### Excerpted passage
Boschen v. . Stockwell

120 N.E. 728 | NY | 1918

Section 2335 of the Code of Civil Procedure reads as follows: "Where the petition alleges, that the person, with respect to whom it prays for the appointment of a committee, is incompetent, by reason of lunacy, the inquiry with respect to his competency, upon the execution of a commission, or the trial at a trial term, as prescribed in this title, must be confined to the question, whether he is so incompetent, at the time of the inquiry; and testimony, respecting anything said or done by him, or his demeanor or state of mind, more than two years before the hearing or trial, shall not be received as proof of lunacy, unless the court otherwise specially directs, in the order granting the commission, or directing the trial by jury."

The inquiry is limited and confined to the question of incompetency at the time of the inquiry and such has been the law ever since chapter 446 of the Laws of 1874, title 2, section 2.

Prior to that time the practice had been to permit the jury to find how long the lunacy had continued (2 Barbour's Ch. Pr. 234;Butler v. Jarvis, 51 Hun, 248; L'Amoureux v. Crosby, 2 Paige Ch. 422; Hart v. Deamer, 6 Wendell, 497; Griswold v.Miller, 15 Barbour, 520), and it had been held that a finding on an inquisition that the insanity existed at a date prior to the date of inquiry was presumptive evidence of the fact; that if the finding of the jury overreached the execution of a *359 deed executed by the alleged incompetent their inquisition was presumptive but not conclusive evidence of the grantor's incapacity. (Van Deusen v. Sweet, 51 N.Y. 378; Hughes v.Jones, 116 N.Y. 67.) Although this latter case was not decided in this court until 1889, examination will disclose that the lunacy proceedings were conducted under the old practice, the inquisition being returned on the 18th day of October 1871.

However, since the amendment above referred to, there is no such presumption, and the finding by the jury that the lunacy existed at a time prior to the date of the inquiry is of no effect and without authority.

Attention was directed to this change in the practice by the present chief judge of this court when sitting at Special Term. (Reals v. Weston, 28 Misc. Rep. 67. See, also, Matter ofPreston Will, 113 App. Div. 732.)

In Dominick v. Dominick (20 Abb. N.C. 286) it was said of section 2335 of the Code of Civil Procedure: "* * * By this section a change has been made in the practice to be pursued in this class of cases. Prior to its enactment the jury were at liberty to inquire into, and return a statement of, the antecedent period over which the lunacy had extended; and upon such a determination as to that period the inquisition was accepted by the court as prima facie or presumptive evidence that the unsoundness of mind had so far continued. (Van Deusen v. Sweet, 51 N.Y. 378; Banker v. Banker, 63 id. 409.) And it had this effect as evidence against persons acquiring rights or interests under the lunatic prior to the inquisition, although they were not parties to, and had no notice whatever of, the proceedings.

"It was probably to abolish the injustice of this rule that in the enactment of the Code of Civil Procedure it was declared that `the inquiry * * * must be confined to the question whether he is so incompetent at the time of the inquiry.'" *360

Such authorities to the contrary as Richie v. Shepard (158 App. Div. 192); Sander v. Savage (75 App. Div. 333); Hardy v. Berger (76 App. Div. 393) do not correctly state the law and failed to note that the Van Deusen and Hughes cases, cited and relied upon, were determined according to the practice before the above statutory change in the law.

### Set task 1
According to the court opinion, since which enactment has the inquiry been confined to the question of incompetency at the time of the inquiry?

Collected data
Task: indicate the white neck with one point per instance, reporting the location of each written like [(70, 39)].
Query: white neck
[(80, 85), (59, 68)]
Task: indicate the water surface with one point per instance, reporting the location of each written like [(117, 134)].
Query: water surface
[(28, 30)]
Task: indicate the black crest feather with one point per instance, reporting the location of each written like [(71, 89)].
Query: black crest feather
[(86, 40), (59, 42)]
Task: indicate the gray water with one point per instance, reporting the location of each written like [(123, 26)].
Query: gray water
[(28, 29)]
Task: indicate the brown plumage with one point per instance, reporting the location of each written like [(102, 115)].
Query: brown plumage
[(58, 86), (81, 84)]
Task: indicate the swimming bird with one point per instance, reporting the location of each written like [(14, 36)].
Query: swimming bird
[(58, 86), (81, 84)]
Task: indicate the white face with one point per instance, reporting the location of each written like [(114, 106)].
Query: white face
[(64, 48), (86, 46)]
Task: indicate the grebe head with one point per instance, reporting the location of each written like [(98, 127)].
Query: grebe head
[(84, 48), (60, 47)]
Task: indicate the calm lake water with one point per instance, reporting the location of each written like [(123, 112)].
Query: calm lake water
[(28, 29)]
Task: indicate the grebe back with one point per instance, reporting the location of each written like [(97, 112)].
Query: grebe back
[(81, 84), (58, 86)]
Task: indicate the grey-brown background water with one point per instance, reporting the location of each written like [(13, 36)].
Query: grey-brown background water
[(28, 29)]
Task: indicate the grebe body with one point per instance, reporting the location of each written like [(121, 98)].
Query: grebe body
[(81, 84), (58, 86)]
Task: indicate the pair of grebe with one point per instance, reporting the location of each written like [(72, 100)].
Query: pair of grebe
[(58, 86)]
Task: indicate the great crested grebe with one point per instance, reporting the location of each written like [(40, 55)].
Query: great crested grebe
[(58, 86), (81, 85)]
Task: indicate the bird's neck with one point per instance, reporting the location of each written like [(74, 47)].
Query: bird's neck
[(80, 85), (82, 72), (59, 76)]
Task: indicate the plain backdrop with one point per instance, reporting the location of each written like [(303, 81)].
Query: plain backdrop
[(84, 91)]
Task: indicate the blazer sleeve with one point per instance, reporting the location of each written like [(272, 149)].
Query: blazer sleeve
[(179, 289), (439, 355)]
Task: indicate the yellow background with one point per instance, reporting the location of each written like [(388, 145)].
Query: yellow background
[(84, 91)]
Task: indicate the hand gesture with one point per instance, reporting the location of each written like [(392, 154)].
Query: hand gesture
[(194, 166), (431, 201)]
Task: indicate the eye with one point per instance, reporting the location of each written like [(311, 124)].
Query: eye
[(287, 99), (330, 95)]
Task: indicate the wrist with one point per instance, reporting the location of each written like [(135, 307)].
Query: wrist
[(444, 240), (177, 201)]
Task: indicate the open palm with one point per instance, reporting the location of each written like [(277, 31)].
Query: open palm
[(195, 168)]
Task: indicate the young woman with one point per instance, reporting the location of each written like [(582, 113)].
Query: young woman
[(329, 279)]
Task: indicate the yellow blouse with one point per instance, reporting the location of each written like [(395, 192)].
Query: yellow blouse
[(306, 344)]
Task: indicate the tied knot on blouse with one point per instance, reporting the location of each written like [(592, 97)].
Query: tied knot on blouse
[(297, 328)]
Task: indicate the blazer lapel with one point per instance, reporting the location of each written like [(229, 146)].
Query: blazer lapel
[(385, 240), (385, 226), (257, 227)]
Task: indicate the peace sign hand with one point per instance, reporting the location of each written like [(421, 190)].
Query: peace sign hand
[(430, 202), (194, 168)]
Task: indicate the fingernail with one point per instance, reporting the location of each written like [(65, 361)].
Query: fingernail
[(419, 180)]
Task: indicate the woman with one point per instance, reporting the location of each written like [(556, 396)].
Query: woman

### Set task 2
Repeat word for word everything in the listing from the line containing "Task: indicate the brown" down to the line containing "[(58, 86), (81, 85)]", including both of those lines.

### Worked solution 1
Chapter 446 of the Laws of 1874, title 2, section 2.

### Worked solution 2
Task: indicate the brown plumage with one point per instance, reporting the location of each written like [(102, 115)].
Query: brown plumage
[(58, 86), (81, 84)]
Task: indicate the swimming bird with one point per instance, reporting the location of each written like [(14, 36)].
Query: swimming bird
[(58, 86), (81, 84)]
Task: indicate the white face with one point per instance, reporting the location of each written like [(114, 106)].
Query: white face
[(64, 48), (86, 46)]
Task: indicate the grebe head with one point per instance, reporting the location of each written like [(98, 127)].
Query: grebe head
[(84, 48), (60, 47)]
Task: indicate the calm lake water with one point per instance, reporting the location of each written like [(123, 112)].
Query: calm lake water
[(28, 29)]
Task: indicate the grebe back with one point per instance, reporting the location of each written like [(97, 112)].
Query: grebe back
[(81, 84), (58, 86)]
Task: indicate the grey-brown background water with one point per instance, reporting the location of each written like [(13, 36)].
Query: grey-brown background water
[(28, 29)]
Task: indicate the grebe body with one point per instance, reporting the location of each written like [(121, 98)].
Query: grebe body
[(81, 84), (58, 86)]
Task: indicate the pair of grebe with one point per instance, reporting the location of each written like [(72, 100)].
Query: pair of grebe
[(58, 86)]
Task: indicate the great crested grebe with one point per instance, reporting the location of each written like [(40, 55)].
Query: great crested grebe
[(58, 86), (81, 85)]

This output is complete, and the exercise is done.